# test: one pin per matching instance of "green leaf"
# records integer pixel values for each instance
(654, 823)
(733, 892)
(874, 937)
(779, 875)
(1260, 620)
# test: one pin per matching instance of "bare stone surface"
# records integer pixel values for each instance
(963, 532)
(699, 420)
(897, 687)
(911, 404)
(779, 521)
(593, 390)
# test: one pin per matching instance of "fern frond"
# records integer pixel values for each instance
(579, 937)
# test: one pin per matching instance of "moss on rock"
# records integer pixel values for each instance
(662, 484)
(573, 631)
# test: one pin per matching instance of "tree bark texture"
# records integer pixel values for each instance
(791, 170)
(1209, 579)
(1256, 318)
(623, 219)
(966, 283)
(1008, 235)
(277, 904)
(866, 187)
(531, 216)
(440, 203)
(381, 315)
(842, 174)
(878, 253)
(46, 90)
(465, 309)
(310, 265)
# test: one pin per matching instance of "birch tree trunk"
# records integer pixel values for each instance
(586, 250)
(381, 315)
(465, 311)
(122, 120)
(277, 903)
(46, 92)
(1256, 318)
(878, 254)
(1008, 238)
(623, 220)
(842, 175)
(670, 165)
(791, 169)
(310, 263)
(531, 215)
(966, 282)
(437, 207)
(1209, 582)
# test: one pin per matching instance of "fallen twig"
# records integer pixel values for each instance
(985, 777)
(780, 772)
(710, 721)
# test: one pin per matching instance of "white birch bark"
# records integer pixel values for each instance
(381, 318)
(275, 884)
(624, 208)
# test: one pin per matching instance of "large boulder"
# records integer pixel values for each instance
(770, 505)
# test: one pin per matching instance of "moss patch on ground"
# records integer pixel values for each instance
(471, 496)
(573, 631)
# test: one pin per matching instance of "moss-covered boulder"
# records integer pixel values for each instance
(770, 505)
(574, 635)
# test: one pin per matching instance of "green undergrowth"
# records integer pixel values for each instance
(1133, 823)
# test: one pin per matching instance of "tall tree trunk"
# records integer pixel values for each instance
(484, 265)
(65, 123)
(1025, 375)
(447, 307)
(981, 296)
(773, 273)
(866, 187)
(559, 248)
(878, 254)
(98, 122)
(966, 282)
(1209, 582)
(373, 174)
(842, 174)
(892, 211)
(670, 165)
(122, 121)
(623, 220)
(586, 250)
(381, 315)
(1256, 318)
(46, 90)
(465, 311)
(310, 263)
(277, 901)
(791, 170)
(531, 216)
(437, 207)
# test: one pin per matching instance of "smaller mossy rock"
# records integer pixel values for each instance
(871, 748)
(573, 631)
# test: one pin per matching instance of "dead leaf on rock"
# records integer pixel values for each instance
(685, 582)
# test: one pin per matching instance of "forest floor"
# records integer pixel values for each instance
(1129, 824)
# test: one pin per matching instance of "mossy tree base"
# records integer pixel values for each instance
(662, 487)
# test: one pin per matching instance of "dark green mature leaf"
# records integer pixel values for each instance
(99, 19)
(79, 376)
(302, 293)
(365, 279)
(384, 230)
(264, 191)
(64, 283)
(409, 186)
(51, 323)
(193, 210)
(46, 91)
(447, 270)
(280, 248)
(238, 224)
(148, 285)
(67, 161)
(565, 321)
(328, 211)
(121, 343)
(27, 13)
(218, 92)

* * * * * * * * *

Take every line above carrying "tree" and return it.

# test: one pin per matching instance of "tree bark texture"
# test: one pin per matching instance of "birch tree trunk"
# test: one pin per matching instance of "tall tree trunk"
# test: one pin per matching instance of "mossy tree base"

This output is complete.